→ **Task**: Locate the line with "of the city" in the material. Copy that line and each one after it, through the last, exactly and with nothing else.

→ **Entries shown**:
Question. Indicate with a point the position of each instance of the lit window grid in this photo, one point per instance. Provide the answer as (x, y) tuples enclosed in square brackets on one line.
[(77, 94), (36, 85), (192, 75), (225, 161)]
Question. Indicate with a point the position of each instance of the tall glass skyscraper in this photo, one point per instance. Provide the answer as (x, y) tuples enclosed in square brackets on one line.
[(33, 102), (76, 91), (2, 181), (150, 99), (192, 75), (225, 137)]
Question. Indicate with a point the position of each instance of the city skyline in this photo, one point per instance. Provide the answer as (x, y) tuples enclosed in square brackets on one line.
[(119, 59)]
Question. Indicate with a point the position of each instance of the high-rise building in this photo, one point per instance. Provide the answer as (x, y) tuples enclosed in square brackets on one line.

→ **Answer to this problem**:
Question. Indicate with a point the position of each instance of the city skyline in this photo, one point per instance. Provide the answer as (x, y) tuples enclosed in square brackets on one line.
[(119, 59)]
Question. Indicate with a point the position of each instance of the high-rise building in this photo, one point per instance. Provide the answer as (x, y) tuples enclosed in square brackets on one line.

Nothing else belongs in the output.